Document excerpt
----
Five main groups of women seek this reproductive service:

  • Women who wish to have children at a later date. These women are aware that fertility declines with age and are choosing to undergo IVF treatment sooner, storing their eggs for the future.
  • Women with cancer, as chemotherapy and radiation treatment, can often have a harmful effect on fertility, rendering many of these women menopausal.
  • Women who are at risk of early menopause or who have a genetic disorder that could limit fertility (e.g. Turner syndrome).
  • Couples who, for religious or ethical reasons, are opposed to freezing embryos that result from IVF treatments and are more comfortable with storing unfertilised eggs instead.
  • Couples who have no sperm retrievable on the day of their egg collection.

Other instances where egg freezing may be beneficial are:

  • Donor cryo-banking – some women may wish to become “Clinic-recruited donors” and donate their eggs for use by other couples undergoing IVF treatment.
  • To allow synchronisation of donor and recipient cycle, although the most common practice, in this case, is to freeze embryos.

How would my eggs be retrieved?

In egg freezing, a woman’s mature eggs are developed and removed using standard IVF techniques. This typically involves three stages of treatment: pituitary suppression, ovarian stimulation and egg retrieval.

Each of these treatments will be discussed in detail with your clinician. The egg retrieval itself is performed by an ultrasound-guided needle passed through the top of the vagina. The needle is passed into each follicle in the ovary and the fluid is withdrawn into a test tube. The fluid from each follicle is examined under a microscope and the eggs are collected for cryopreservation. The procedure will take only 20-30 minutes and is performed under sedation or anaesthetic. You will, therefore, be required to rest in the recovery room for about an hour afterwards.

You will also require monitoring with serial blood sampling and transvaginal ultrasonography during your cycle. It is common to experience some cramping and discomfort after egg retrieval as well as some vaginal spotting or bleeding. A heat pack, hot-water bottle or analgesic should be sufficient to manage the discomfort, but should the pain become severe or the bleeding heavy, please contact the clinic. You will need about two days off work.

As with all medications and medical procedures, side effects and potential risks are involved with all of the medications that may be received, and with egg-retrieval procedures. We encourage you to discuss these with your treating specialist.

How many eggs can I expect to get from an IVF cycle for egg freezing?

The number of eggs retrieved in a single stimulation cycle is a very individual outcome. It depends greatly on your health, your age and how well you respond to the drug treatment. In addition, with human oocytes it is a case of “more is not necessarily better’’ with regards to egg numbers and quality.
----
Records supplied
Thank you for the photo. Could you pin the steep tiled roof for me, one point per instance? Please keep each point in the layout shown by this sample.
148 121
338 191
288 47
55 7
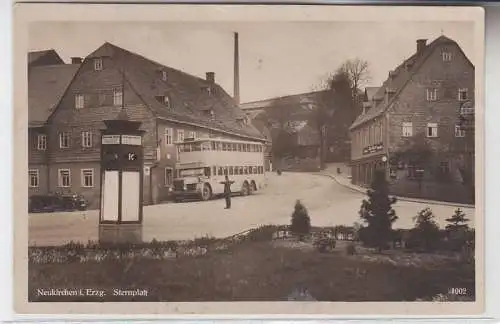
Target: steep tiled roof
35 55
190 101
398 80
46 86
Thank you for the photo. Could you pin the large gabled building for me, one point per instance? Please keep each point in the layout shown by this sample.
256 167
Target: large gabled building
171 104
411 126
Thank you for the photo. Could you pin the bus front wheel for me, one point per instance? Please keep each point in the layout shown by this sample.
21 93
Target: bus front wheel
206 194
245 190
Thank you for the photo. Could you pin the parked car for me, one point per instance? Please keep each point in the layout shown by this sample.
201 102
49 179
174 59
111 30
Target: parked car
56 202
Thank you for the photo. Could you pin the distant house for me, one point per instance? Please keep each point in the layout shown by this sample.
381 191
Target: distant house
411 126
68 103
43 58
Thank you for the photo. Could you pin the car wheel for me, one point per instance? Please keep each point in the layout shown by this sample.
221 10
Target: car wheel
206 193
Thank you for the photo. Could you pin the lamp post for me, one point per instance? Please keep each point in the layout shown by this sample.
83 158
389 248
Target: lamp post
120 216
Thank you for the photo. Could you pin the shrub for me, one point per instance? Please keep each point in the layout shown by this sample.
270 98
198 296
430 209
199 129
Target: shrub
378 213
350 249
426 234
301 223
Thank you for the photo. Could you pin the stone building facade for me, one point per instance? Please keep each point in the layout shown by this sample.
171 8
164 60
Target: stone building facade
412 127
172 105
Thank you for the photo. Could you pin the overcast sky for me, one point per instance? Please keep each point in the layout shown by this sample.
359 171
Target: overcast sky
276 59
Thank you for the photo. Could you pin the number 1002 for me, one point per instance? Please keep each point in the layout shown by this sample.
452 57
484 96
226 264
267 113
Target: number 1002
457 291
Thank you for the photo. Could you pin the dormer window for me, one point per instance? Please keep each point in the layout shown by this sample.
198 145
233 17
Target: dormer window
446 55
98 64
164 100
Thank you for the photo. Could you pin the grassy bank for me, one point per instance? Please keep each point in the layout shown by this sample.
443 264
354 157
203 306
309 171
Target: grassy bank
256 270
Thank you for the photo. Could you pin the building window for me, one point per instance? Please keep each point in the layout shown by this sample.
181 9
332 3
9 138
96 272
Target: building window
431 130
459 131
87 139
168 136
446 56
64 140
180 135
431 94
79 101
462 95
87 178
117 97
64 178
407 129
169 176
41 142
34 178
98 64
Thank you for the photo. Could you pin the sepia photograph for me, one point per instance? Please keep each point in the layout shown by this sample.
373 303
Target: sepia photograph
328 160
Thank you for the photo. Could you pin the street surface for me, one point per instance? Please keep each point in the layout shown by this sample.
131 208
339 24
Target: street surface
328 203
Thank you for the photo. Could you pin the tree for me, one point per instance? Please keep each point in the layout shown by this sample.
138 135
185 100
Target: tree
458 230
425 234
378 213
301 223
358 71
457 221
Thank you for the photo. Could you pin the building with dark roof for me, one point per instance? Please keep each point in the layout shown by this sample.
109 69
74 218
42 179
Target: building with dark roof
411 126
69 106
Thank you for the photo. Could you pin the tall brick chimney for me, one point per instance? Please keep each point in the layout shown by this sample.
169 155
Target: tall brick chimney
236 92
421 44
210 76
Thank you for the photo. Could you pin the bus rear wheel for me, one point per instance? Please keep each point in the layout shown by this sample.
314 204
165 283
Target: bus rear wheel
245 190
206 193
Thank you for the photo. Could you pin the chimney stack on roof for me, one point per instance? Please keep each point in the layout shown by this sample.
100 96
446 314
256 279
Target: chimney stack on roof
421 44
76 60
210 76
236 89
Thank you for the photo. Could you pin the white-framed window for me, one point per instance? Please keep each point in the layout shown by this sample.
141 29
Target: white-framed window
431 129
459 131
407 129
64 140
79 101
463 94
180 135
117 97
87 178
167 137
432 94
446 56
87 139
41 142
64 178
98 64
34 178
169 176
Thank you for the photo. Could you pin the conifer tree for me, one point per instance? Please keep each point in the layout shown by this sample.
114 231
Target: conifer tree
301 223
457 221
378 214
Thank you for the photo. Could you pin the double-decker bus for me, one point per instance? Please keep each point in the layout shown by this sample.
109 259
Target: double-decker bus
203 164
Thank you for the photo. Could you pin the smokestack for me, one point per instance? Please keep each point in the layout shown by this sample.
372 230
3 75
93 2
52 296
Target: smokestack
236 92
210 77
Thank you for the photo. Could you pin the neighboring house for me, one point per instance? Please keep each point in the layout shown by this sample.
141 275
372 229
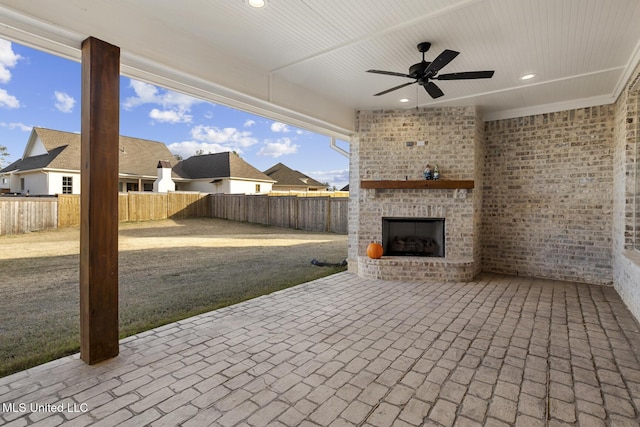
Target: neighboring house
----
Problem description
Rewrite the egg-freezing passage starting with "Other instances where" and going on through "and egg retrieval.", replacing "egg freezing" with "oocyte freezing". None of the entries has any bearing on this work.

Completed exercise
Other instances where oocyte freezing may be beneficial are:

  • Donor cryo-banking – some women may wish to become “Clinic-recruited donors” and donate their eggs for use by other couples undergoing IVF treatment.
  • To allow synchronisation of donor and recipient cycle, although the most common practice, in this case, is to freeze embryos.

How would my eggs be retrieved?

In oocyte freezing, a woman’s mature eggs are developed and removed using standard IVF techniques. This typically involves three stages of treatment: pituitary suppression, ovarian stimulation and egg retrieval.